-- begin Passage --

This is a chronicle of my running adventures in Alaska during our September 2013 trip.
First Run in Anchorage
Bears! Bears? Here? Couldn't happen, could it? It hit me at 58 1/2 minutes into my planned two-hour run. Only a minute and a half before I would be turning back anyway. Why do these things always occur to me at precisely these times?
|Here's a grizzly Debbie and I spotted |
from the car a couple days later
The run had begun innocently enough. I'd started off running north from our Anchorage hotel on A Street, towards downtown, until I hit the Chester Creek Trail. One of several all-purpose trails crisscrossing the city, this one's very nice. It's wooded, and alongside a nice creek. The path passes through tunnels and under bridges, so you hardly even know that you're in a city. There is even some lighting - which helps at 4:00 am.
The Chester Creek Trail took me west, past a large lake, and ended at the Coastal Trail. I turned left to go south. Now I was running along the shore, but things were just a little surreal.
There are wooded areas, but some homes and roads to my left, along with the water to my right. Except I never saw, heard or smelled any ocean. No ocean breeze. No crashing surf. I believe it's a very protected bay or inlet, and the tide was way out, such that the ocean was both close by and far away at the same time. It is quiet and mostly dark, although I could see fairly well with the lights of Anchorage behind me.
As I venture on, there are fewer and fewer houses and roads, and more and more woods to my left. At some point the trail veers away from the coast, and into the woods. Now, further away from the city lights, and in these deeper woods, the thought of bears popped into my head.
They wouldn't roam this close to Anchorage, would they? And they wouldn't be out in the dark, would they? Even if so, they surely wouldn't want to fool with some silly, solitary, skinny old runner traveling stupidly through these woods, would they?
This is how I manage to spook myself every time. Naturally I become more and more afraid, the more I think about it.

-- end Passage --

Retype the Alaska running chronicle, starting at "The Chester Creek Trail took" and ending at "a little surreal.". The shape labeling lines play no part in this exercise.

-- begin Information provided --

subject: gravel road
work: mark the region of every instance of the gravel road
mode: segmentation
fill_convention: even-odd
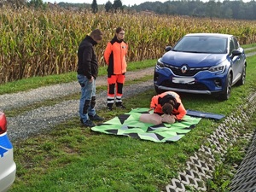
[[[256,52],[247,54],[247,56],[256,55]],[[154,67],[145,68],[137,72],[127,72],[126,80],[137,79],[146,75],[153,75]],[[107,85],[106,77],[98,77],[96,85]],[[124,87],[124,98],[135,93],[141,93],[153,89],[153,80],[143,84],[136,84]],[[40,87],[28,91],[15,94],[0,95],[0,108],[3,111],[22,108],[40,102],[44,100],[61,98],[68,95],[79,93],[79,84],[77,81],[68,84],[59,84]],[[107,90],[97,94],[96,109],[106,106]],[[52,126],[79,116],[79,100],[63,101],[53,106],[41,107],[26,111],[14,118],[8,118],[9,137],[14,141],[26,138],[32,134],[50,129]]]
[[[146,75],[153,75],[154,67],[137,72],[127,72],[126,80],[137,79]],[[106,77],[98,77],[96,85],[107,85]],[[153,89],[153,80],[143,84],[136,84],[124,87],[124,98]],[[44,100],[60,98],[79,93],[79,84],[77,81],[68,84],[59,84],[52,86],[22,91],[15,94],[0,96],[0,108],[3,111],[22,108]],[[106,106],[107,90],[96,96],[96,109]],[[14,141],[26,138],[31,135],[40,133],[52,126],[79,116],[79,100],[63,101],[53,106],[41,107],[26,111],[16,117],[8,117],[8,134]]]

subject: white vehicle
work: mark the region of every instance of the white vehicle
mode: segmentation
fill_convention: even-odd
[[[14,148],[7,135],[5,114],[0,111],[0,192],[7,191],[15,182],[16,164]]]

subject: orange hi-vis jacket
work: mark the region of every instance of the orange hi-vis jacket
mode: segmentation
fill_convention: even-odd
[[[177,104],[174,106],[172,113],[176,116],[177,120],[180,120],[187,113],[187,111],[181,102],[179,95],[177,94],[176,92],[166,91],[153,96],[150,103],[150,108],[154,108],[154,113],[163,114],[164,113],[162,111],[162,106],[165,104],[163,103],[163,98],[169,95],[171,95],[173,98],[175,98],[177,102]]]
[[[104,60],[108,64],[108,75],[123,74],[126,72],[125,55],[128,51],[128,44],[124,40],[118,40],[114,37],[108,43],[104,51]]]

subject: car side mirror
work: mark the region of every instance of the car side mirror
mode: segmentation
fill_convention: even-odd
[[[241,55],[241,52],[240,50],[235,49],[232,51],[232,55],[234,55],[234,56],[238,56]]]
[[[238,56],[238,55],[241,55],[242,53],[240,51],[240,50],[237,50],[237,49],[234,49],[232,51],[232,55],[231,55],[231,58],[233,59],[234,56]]]
[[[169,50],[172,49],[172,46],[166,46],[166,51],[168,52]]]

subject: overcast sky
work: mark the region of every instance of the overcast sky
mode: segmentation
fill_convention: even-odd
[[[50,2],[54,3],[55,2],[59,3],[60,2],[64,2],[64,3],[90,3],[91,4],[93,0],[43,0],[44,2]],[[166,2],[167,0],[159,0],[159,2]],[[206,1],[206,0],[205,0]],[[250,0],[243,0],[243,2],[249,2]],[[108,0],[96,0],[97,4],[106,4]],[[110,2],[113,3],[113,0],[110,0]],[[155,0],[121,0],[123,5],[134,5],[134,4],[140,4],[144,2],[155,2]]]

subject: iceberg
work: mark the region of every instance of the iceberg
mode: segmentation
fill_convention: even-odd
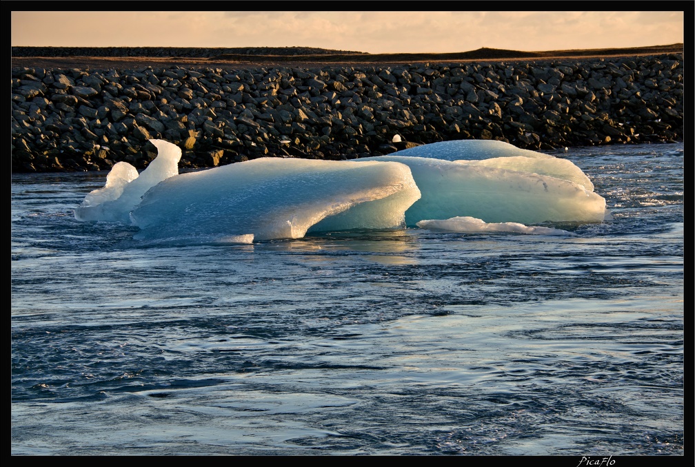
[[[402,164],[261,158],[167,178],[131,217],[136,239],[295,239],[310,229],[403,227],[418,198]]]
[[[158,155],[148,167],[138,174],[114,165],[76,219],[135,226],[138,240],[238,244],[407,227],[560,235],[525,224],[610,219],[605,200],[571,161],[498,141],[349,161],[261,158],[181,174],[181,150],[151,141]]]
[[[95,189],[75,210],[78,221],[106,221],[128,223],[130,212],[142,195],[160,182],[179,174],[181,148],[163,139],[150,139],[157,148],[157,157],[138,174],[128,162],[117,162],[106,176],[104,188]]]
[[[601,222],[606,215],[605,200],[592,189],[565,180],[571,178],[570,175],[558,178],[526,172],[525,162],[500,169],[477,161],[470,163],[398,154],[357,160],[397,162],[410,167],[422,196],[405,214],[409,227],[416,226],[423,219],[461,216],[485,222],[528,224]],[[550,165],[556,162],[535,160],[547,160]]]

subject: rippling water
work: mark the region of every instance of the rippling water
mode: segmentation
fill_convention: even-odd
[[[571,237],[144,248],[13,175],[11,453],[682,455],[683,144],[567,154]]]

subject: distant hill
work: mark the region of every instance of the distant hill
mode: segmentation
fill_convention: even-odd
[[[318,47],[29,47],[12,48],[13,57],[178,57],[209,58],[221,55],[294,56],[355,55],[366,52]]]

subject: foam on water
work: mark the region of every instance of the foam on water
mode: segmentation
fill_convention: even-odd
[[[151,141],[158,155],[149,166],[138,176],[115,164],[77,219],[131,223],[140,240],[250,243],[405,226],[555,235],[523,224],[610,218],[571,162],[499,141],[443,142],[352,161],[263,158],[184,174],[181,150]]]

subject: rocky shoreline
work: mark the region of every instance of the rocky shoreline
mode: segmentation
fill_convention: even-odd
[[[24,67],[12,74],[12,171],[142,169],[151,138],[182,168],[341,160],[438,141],[518,147],[682,141],[682,53],[316,67]],[[394,142],[398,135],[402,142]]]

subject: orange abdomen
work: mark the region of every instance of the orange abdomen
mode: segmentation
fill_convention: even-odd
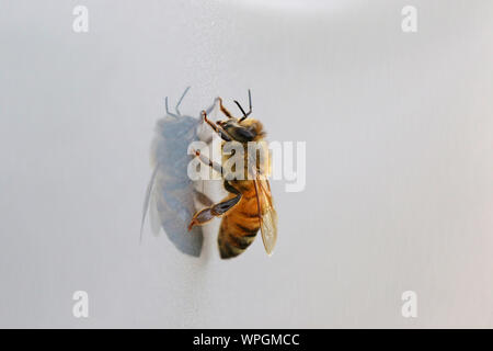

-- end Information provided --

Full output »
The Chester Creek Trail took me west, past a large lake, and ended at the Coastal Trail. I turned left to go south. Now I was running along the shore, but things were just a little surreal.